-------- TEXT --------

AS PRIME Minister of the last of the three newest members of the EU to hold the Union's rotating presidency, Göran Persson faces several major challenges at this week's Stockholm summit. First, he must counter growing criticism that, after the acrimonious end to last year's French presidency, Sweden is too afraid to ruffle any feathers by pushing other governments into making difficult decisions.

Persson must also show some tangible progress on last year's Lisbon objectives for modernising the EU's economy. Otherwise, he'll merely confirm for a sceptical European public that new forms of European cooperation, relying on benchmarking and peer group pressure, are just a talking-shop that lets politicians duck sensitive issues.

Of course, finding a breakthrough in Stockholm poses more than just an EU-level challenge for Persson. Any agreement on labour market or welfare system reform could backfire with Sweden's voters, who are already suspicious that EU membership will undermine their generous social protection systems.

The prospects in other areas - especially energy market or postal liberalisation - do not look good either. But brokering a tricky deal on the financial services action plan between a European Parliament anxious to retain its veto over legislation and governments eager to rush through new securities market laws would be a major achievement.

The Swedes took over the EU's presidency promising to put the case for the Scandinavian model: efficient and transparent administration, secure social safety nets and the harnessing of cutting-edge technologies to maintain economic growth.

Stockholm will be their first real test of whether the EU is ready for this. But it will also be a test of whether Persson possesses old-fashioned political arm-twisting (or even head-banging) skills. He will certainly need them if he wants to convince his voters and the rest of Europe that Sweden can help the Union move forward rather than just look backwards and across the Atlantic in envy at the economic success of the US.

--------

## YOUR TASK
Please repeat the passage on Sweden's EU presidency word for word, everything from "The prospects in" down to "a major achievement.". The listing that comes next is separate material, apart from the passage on Sweden's EU presidency.

-------- RECORDED DATA --------

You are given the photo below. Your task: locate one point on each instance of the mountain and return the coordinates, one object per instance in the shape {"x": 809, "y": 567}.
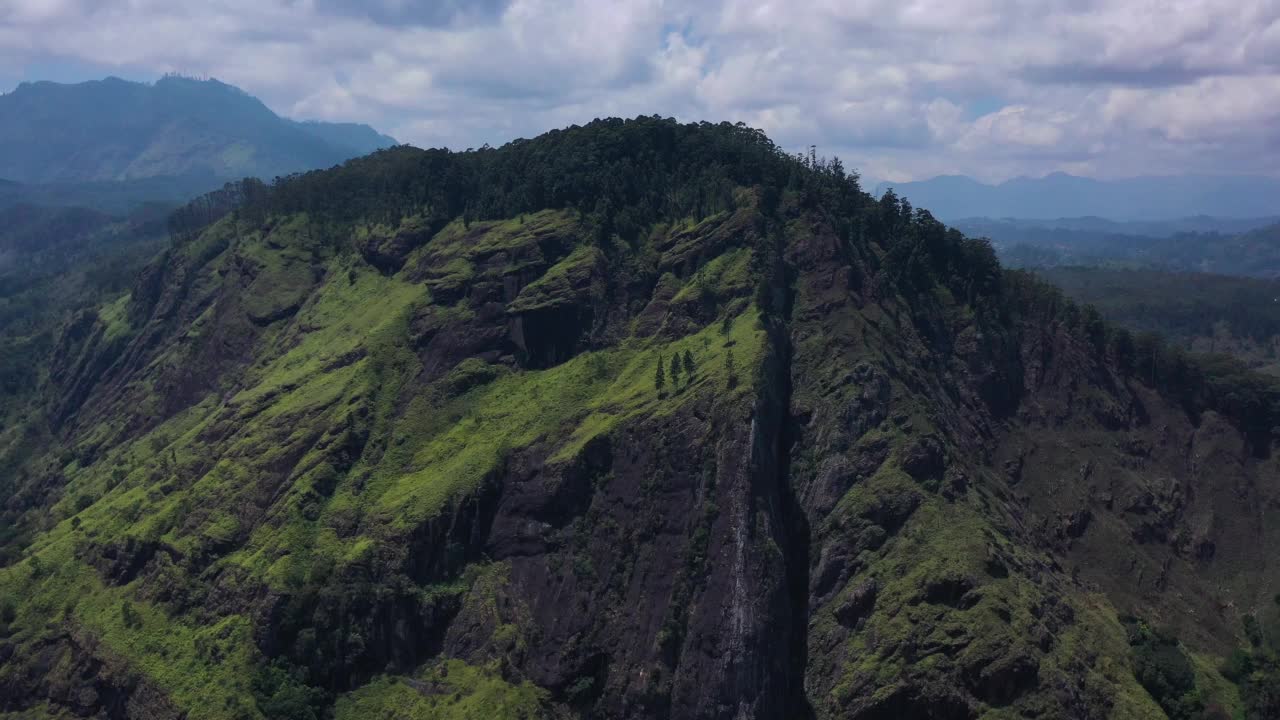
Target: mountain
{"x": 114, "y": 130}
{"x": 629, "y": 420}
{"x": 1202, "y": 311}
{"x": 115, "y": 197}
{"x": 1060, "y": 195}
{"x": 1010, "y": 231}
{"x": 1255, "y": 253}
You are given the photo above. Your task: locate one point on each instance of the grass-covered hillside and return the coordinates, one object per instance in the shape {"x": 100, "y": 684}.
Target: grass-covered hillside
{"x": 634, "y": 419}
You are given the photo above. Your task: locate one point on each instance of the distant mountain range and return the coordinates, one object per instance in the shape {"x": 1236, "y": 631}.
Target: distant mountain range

--------
-------- RECORDED DATA --------

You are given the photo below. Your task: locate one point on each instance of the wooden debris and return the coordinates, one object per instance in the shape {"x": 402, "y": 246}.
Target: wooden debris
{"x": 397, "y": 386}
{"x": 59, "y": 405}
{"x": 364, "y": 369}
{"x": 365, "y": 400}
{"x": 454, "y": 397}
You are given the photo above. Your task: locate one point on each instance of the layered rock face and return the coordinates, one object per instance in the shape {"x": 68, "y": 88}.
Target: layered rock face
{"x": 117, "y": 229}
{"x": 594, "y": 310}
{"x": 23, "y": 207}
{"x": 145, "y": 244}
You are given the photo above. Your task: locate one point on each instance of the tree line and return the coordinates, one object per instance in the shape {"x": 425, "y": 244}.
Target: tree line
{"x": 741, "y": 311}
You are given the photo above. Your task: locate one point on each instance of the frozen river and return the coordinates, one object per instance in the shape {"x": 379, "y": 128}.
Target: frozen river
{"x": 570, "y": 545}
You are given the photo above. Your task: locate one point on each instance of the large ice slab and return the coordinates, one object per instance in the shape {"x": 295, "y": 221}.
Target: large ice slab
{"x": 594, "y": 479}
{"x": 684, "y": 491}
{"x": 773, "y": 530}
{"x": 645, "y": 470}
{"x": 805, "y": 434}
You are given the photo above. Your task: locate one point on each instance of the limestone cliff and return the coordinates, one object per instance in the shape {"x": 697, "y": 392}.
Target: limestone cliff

--------
-------- RECORDED DATA --------

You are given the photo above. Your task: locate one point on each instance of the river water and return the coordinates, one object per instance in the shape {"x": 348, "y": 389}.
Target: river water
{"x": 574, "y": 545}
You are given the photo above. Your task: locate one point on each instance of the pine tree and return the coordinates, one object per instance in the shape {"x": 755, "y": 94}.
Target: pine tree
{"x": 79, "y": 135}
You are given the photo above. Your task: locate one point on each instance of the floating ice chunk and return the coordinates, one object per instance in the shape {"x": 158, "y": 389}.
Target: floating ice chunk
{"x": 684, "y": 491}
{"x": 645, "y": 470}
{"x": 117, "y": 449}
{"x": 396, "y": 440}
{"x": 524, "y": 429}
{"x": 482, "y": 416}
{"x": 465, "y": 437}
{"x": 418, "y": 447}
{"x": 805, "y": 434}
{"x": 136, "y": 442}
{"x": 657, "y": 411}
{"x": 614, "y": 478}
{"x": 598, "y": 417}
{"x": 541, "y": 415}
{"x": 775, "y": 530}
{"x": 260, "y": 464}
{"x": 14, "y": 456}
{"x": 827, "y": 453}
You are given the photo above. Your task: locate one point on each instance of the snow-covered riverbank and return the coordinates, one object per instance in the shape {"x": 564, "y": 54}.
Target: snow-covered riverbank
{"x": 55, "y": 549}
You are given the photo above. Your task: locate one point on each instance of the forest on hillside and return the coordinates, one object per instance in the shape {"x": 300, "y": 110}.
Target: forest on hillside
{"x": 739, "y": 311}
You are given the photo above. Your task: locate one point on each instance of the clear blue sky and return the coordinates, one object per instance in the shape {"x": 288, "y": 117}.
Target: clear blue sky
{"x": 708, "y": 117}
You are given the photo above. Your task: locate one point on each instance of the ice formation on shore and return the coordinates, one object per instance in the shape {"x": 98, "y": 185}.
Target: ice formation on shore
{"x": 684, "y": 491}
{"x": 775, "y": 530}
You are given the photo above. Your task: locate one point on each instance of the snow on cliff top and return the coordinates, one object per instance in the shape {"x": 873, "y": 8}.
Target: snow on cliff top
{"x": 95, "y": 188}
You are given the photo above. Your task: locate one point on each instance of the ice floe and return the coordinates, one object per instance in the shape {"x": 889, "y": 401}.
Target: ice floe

--------

## SOLUTION TO THE PROBLEM
The prospects in other areas - especially energy market or postal liberalisation - do not look good either. But brokering a tricky deal on the financial services action plan between a European Parliament anxious to retain its veto over legislation and governments eager to rush through new securities market laws would be a major achievement.